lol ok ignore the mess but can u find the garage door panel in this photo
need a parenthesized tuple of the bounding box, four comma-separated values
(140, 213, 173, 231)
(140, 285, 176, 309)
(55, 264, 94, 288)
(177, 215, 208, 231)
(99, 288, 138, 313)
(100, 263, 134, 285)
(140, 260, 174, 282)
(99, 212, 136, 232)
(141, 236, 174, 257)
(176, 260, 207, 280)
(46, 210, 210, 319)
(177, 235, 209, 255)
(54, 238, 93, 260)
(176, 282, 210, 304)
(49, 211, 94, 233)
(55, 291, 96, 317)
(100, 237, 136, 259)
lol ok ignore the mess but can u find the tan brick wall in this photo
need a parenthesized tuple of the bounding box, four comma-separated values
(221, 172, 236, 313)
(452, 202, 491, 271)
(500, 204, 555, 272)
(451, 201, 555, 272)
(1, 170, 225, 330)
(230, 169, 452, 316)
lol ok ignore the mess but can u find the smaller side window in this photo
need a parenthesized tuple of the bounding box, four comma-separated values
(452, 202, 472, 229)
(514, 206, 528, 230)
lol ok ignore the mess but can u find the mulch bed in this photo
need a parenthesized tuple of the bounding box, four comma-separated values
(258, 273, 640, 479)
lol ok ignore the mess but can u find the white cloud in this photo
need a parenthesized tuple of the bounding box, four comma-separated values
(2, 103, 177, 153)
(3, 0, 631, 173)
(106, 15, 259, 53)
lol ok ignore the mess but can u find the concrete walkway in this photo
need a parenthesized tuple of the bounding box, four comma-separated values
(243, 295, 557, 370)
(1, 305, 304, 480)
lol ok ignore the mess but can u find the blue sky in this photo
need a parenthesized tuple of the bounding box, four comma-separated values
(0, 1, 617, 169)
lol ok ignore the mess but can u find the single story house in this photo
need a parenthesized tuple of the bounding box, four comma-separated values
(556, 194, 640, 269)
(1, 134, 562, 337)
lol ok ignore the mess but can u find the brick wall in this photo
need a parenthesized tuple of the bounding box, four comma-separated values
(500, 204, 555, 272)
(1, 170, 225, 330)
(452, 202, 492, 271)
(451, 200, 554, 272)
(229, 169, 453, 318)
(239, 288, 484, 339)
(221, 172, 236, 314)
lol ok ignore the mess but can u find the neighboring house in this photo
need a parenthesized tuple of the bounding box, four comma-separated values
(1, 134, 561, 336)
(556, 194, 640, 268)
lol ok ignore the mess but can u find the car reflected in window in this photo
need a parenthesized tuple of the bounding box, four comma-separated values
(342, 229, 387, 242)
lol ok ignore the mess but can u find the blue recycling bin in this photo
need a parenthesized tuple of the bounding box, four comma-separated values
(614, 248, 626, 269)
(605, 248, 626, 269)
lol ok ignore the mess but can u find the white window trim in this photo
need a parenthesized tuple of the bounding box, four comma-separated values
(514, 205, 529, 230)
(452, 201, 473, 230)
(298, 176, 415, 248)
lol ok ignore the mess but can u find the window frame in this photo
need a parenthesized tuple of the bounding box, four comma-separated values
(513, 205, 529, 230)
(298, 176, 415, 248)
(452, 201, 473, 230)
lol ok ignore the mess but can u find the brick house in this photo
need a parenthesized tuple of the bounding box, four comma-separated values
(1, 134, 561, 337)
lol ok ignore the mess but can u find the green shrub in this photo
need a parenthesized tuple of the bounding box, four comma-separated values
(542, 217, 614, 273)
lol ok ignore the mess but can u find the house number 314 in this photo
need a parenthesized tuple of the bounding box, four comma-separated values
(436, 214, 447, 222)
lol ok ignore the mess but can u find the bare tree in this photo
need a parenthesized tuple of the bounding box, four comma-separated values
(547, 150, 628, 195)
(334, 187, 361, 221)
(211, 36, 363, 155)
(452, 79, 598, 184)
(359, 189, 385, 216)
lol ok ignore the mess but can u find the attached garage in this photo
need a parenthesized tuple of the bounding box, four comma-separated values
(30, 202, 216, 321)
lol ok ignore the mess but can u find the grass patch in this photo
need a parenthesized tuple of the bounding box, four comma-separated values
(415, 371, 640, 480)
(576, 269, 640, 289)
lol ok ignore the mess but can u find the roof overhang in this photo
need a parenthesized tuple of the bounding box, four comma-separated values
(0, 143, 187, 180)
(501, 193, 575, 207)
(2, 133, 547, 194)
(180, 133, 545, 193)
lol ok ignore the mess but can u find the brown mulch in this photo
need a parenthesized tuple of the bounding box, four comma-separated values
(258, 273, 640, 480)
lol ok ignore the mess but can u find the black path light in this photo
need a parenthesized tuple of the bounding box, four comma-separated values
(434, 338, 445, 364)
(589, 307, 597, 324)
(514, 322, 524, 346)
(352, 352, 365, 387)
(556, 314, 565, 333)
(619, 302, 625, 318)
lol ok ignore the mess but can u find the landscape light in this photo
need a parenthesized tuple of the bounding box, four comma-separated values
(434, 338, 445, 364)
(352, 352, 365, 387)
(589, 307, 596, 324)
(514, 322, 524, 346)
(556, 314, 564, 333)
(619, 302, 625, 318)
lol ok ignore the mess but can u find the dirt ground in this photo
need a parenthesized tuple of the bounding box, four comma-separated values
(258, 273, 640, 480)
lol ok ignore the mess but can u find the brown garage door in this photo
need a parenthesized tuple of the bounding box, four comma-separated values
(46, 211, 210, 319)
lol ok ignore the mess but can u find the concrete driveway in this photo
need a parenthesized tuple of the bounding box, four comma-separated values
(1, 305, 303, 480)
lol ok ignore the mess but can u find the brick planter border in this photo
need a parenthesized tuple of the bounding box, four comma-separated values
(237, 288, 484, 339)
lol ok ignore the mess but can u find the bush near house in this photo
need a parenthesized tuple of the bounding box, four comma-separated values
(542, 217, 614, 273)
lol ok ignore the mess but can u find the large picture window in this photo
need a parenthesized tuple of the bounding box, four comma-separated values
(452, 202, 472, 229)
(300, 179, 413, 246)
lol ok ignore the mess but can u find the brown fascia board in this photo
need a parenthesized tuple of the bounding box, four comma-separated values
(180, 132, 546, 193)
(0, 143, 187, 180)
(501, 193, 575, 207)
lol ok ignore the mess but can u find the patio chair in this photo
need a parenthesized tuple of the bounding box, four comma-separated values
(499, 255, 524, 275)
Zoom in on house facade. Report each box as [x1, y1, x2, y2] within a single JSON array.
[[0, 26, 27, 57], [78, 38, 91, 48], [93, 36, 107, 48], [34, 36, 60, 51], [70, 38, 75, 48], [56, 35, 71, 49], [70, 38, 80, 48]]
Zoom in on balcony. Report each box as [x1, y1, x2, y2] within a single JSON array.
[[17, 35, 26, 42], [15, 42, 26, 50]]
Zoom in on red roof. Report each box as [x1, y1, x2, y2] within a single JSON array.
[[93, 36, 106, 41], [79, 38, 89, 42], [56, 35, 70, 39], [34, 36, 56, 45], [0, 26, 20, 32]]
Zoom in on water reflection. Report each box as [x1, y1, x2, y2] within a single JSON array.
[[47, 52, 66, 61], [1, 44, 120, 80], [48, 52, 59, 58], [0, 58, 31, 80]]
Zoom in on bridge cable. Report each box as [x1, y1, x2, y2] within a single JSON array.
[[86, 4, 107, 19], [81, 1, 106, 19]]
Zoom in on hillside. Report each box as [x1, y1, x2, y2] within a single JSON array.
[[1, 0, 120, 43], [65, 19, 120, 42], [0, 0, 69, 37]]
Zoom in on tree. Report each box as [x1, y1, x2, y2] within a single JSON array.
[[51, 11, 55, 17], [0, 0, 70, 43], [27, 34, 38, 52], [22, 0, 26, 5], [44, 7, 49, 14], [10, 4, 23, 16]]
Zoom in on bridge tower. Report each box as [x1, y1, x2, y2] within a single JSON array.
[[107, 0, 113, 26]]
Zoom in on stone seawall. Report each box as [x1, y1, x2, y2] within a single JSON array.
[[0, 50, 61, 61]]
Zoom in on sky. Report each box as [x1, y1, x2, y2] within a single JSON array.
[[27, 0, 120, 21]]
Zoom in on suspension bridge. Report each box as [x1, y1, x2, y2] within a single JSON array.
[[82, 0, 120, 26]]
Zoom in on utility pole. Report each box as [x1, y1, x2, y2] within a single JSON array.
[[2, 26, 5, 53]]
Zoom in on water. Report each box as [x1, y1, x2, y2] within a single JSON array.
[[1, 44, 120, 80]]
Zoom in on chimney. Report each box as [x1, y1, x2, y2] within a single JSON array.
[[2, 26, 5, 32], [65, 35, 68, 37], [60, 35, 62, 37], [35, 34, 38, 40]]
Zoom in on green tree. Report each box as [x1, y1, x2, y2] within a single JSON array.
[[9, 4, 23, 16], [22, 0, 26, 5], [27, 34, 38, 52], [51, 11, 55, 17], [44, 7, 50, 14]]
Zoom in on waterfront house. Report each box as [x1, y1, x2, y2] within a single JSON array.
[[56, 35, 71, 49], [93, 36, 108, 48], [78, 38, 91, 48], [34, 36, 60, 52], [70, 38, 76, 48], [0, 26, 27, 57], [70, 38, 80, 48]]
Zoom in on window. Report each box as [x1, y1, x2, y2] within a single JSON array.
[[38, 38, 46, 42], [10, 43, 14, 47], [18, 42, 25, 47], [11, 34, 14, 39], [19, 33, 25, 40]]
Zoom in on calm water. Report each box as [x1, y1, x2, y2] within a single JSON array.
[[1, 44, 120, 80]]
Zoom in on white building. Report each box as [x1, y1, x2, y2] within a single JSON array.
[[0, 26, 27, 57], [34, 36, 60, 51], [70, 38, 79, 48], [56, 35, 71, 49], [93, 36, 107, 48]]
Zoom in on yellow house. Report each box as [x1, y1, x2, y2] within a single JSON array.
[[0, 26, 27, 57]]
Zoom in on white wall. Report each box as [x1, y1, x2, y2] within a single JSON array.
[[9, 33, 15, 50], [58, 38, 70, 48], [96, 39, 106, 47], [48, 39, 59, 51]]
━━━━━━━━━━
Taking the entries above, write out exactly each line from the one holding "lol ok ignore the mess but can u find the mulch" to the one holding "cloud in this photo", both included, and stop there.

lol ok ignore the mess but can u find the mulch bed in this photo
need a parenthesized tuple of the bounding box, four comma-separated values
(258, 273, 640, 479)
lol ok ignore the mess but can u find the white cloud in this photo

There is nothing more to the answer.